> **Problem details**
In the material below, the required lines run from the one containing "point(24, 25)" through the one containing "point(525, 96)". Copy those lines exactly, ends included, and nothing else.

> **Data shown**
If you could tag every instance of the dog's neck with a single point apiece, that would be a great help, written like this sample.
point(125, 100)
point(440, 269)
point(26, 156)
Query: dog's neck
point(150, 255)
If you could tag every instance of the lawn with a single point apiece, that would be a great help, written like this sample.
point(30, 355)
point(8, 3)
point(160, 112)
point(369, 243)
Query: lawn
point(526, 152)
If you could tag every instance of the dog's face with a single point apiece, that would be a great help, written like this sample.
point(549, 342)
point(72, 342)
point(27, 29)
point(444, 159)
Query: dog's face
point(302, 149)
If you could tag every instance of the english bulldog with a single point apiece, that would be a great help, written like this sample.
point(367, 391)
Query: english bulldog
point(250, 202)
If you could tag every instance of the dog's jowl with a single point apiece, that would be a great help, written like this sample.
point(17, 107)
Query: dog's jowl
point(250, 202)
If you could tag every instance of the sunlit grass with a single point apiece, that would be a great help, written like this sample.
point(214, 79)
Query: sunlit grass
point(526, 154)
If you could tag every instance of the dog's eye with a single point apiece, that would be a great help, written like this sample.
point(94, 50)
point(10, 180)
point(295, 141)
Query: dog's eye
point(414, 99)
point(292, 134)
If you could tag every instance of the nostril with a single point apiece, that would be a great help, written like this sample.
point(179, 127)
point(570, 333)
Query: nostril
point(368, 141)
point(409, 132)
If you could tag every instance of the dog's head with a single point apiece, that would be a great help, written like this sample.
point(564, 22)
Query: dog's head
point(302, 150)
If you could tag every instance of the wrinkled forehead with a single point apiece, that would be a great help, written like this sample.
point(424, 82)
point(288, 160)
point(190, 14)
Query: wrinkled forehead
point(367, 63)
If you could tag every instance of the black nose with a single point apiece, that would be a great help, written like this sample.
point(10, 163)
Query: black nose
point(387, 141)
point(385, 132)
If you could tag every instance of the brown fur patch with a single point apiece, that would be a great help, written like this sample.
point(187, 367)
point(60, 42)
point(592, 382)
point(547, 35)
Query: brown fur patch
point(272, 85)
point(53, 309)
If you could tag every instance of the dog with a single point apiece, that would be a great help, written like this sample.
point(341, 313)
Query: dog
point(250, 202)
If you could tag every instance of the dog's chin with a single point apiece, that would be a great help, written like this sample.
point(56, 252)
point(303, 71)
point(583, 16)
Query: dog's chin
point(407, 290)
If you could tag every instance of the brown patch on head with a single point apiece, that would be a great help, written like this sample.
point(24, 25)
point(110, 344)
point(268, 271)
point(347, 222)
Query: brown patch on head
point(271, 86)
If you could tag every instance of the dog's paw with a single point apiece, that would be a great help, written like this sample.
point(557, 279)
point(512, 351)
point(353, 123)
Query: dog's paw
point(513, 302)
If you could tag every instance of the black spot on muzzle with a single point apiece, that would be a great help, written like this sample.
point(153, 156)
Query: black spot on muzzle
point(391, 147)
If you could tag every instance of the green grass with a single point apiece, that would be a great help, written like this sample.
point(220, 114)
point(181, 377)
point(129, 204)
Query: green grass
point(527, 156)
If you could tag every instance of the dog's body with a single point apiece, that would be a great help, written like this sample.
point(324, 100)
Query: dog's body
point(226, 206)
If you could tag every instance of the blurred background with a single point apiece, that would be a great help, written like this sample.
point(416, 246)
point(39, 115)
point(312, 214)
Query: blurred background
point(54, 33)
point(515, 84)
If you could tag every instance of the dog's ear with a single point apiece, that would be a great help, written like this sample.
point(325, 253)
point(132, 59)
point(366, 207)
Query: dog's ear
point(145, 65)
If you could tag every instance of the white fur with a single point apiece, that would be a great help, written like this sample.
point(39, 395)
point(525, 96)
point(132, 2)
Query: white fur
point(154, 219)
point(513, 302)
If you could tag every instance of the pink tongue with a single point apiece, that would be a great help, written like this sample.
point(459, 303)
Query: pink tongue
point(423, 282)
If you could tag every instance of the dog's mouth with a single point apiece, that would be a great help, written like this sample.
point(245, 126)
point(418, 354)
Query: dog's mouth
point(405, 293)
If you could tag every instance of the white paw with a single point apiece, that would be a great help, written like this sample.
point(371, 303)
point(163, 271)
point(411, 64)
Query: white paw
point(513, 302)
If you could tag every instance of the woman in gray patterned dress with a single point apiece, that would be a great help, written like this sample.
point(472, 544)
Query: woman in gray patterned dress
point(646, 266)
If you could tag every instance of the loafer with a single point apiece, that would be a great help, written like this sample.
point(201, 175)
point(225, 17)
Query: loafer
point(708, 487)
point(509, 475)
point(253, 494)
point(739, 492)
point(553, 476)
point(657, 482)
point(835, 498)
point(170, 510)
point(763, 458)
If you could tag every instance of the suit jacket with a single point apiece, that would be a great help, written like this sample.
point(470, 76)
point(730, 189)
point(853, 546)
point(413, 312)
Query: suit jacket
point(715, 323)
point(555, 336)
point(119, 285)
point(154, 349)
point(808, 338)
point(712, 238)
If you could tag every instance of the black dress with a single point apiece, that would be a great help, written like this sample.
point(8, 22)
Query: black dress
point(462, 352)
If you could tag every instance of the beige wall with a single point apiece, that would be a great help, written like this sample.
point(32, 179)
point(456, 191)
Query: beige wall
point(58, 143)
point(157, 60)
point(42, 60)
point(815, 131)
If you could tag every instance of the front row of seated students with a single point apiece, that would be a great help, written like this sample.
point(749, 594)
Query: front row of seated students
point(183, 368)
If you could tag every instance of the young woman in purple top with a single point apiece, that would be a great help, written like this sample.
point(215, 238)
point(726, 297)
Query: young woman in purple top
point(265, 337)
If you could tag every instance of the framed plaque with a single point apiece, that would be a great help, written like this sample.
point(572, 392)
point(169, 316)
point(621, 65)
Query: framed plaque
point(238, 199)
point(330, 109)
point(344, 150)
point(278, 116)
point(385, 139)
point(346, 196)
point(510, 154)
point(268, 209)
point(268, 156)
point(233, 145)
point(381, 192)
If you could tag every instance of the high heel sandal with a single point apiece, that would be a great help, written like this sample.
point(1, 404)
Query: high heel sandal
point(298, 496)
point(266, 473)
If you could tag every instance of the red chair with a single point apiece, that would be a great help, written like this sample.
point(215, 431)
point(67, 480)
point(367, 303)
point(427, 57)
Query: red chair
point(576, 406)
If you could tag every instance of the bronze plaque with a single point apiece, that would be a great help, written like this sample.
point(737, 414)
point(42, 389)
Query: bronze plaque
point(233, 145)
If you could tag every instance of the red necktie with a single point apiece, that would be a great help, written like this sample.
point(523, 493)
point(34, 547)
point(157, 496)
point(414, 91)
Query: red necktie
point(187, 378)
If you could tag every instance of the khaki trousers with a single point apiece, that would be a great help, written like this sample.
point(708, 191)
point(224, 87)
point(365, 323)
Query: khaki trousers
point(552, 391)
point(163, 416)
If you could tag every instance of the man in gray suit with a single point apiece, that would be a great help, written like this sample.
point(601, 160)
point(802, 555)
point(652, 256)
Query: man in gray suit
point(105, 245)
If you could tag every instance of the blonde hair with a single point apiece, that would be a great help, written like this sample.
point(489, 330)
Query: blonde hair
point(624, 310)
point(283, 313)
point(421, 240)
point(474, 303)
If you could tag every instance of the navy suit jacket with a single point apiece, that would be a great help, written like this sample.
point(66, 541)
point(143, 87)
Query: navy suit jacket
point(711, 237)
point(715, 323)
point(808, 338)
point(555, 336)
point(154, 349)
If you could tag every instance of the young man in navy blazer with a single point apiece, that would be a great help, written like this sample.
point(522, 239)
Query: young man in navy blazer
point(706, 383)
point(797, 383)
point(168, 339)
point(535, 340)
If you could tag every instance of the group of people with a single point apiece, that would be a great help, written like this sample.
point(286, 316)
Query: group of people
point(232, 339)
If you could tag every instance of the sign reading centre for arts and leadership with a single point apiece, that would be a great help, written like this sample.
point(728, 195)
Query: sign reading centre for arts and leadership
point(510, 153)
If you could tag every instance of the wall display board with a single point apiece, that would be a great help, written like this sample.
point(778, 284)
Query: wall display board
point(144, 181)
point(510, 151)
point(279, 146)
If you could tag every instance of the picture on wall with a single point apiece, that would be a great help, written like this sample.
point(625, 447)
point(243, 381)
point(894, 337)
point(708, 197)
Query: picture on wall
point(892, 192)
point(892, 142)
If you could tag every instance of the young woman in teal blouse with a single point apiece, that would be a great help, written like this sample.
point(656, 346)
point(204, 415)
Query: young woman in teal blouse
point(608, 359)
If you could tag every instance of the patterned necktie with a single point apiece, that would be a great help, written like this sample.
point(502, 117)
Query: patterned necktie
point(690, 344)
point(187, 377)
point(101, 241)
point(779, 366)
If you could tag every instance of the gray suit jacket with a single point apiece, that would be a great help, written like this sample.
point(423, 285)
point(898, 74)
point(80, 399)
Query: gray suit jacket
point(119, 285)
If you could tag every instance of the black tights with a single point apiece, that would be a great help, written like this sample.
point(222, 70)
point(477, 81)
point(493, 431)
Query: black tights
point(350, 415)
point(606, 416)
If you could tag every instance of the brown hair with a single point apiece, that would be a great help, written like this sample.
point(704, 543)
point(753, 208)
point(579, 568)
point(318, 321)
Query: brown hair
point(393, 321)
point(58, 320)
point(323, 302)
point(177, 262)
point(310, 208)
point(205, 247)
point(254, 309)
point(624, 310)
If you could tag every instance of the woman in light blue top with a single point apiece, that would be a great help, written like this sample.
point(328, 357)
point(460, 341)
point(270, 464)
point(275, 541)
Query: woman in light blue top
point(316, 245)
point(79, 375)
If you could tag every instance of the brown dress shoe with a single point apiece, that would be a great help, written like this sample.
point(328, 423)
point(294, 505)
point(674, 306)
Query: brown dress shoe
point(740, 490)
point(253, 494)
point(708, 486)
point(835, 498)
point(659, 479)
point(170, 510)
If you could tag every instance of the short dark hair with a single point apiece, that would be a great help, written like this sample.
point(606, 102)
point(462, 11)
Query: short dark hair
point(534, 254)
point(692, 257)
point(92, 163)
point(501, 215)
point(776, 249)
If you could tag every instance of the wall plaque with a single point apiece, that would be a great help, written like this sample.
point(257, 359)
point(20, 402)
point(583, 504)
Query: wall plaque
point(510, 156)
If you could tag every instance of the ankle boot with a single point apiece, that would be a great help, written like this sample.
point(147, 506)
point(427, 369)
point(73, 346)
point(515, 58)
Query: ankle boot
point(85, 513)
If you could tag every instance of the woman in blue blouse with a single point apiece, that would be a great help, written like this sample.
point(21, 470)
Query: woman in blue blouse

> **Result**
point(24, 25)
point(110, 344)
point(268, 271)
point(347, 222)
Query: brown patch on head
point(271, 86)
If you could tag every instance of the dog's paw with a single point apiece, that would be a great help, written like this sample.
point(557, 279)
point(512, 351)
point(353, 123)
Query: dog's paw
point(513, 302)
If you could tag every instance of the black spot on muzzle with a single point apiece, that would be a great help, written like this sample.
point(153, 156)
Query: black spot on muzzle
point(391, 147)
If you could tag every instance of the green grass with a single point apiece, that would be a great help, written like this sample.
point(220, 114)
point(181, 377)
point(129, 204)
Query: green grass
point(527, 156)
If you could tag every instance of the dog's body with a single point apiece, that would be a great help, written like this sample.
point(324, 100)
Query: dog's body
point(226, 206)
If you could tag every instance of the blurred background with a single point apiece, that would be a great help, written like this sample.
point(416, 246)
point(39, 115)
point(312, 214)
Query: blurred background
point(54, 33)
point(515, 84)
If you could tag every instance of the dog's ear with a single point apiece, that would be a great help, written like this sample.
point(325, 253)
point(132, 59)
point(366, 207)
Query: dog's ear
point(145, 65)
If you could tag every instance of the white fur with a single point apiece, that would be a great help, written like this sample.
point(39, 395)
point(525, 96)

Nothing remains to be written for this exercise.